_The exercise_
Retype the material below verbatim, covering only the stretch from the line containing "The function indicates a point for each instance of the red" through the end of the material, both ends included.

── Excerpted data ──

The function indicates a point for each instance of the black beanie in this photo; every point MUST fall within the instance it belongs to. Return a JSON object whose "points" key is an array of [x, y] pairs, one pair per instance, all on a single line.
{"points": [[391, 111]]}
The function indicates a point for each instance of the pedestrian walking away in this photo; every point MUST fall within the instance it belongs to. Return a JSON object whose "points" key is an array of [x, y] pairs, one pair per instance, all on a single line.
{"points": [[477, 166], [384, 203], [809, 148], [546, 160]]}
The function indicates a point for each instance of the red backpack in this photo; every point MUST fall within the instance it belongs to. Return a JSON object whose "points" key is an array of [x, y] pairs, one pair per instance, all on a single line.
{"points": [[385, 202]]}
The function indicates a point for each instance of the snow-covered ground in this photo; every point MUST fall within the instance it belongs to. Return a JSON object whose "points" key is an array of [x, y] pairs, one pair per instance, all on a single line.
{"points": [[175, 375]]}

───

_Correct answer_
The function indicates a point for each instance of the red backpack in this photo; every point MUST fall within the instance it belongs to. Return a JSON object whose "points" key is an array of [x, y] pairs, one pair per instance, all on a single line.
{"points": [[385, 202]]}
The function indicates a point for each instance of the snow-covered ground in this photo; every point MUST fall within the instance it belongs to. Return a JSON object whose "points" key is an array of [x, y] pairs, one pair per instance, all on a single line.
{"points": [[175, 375]]}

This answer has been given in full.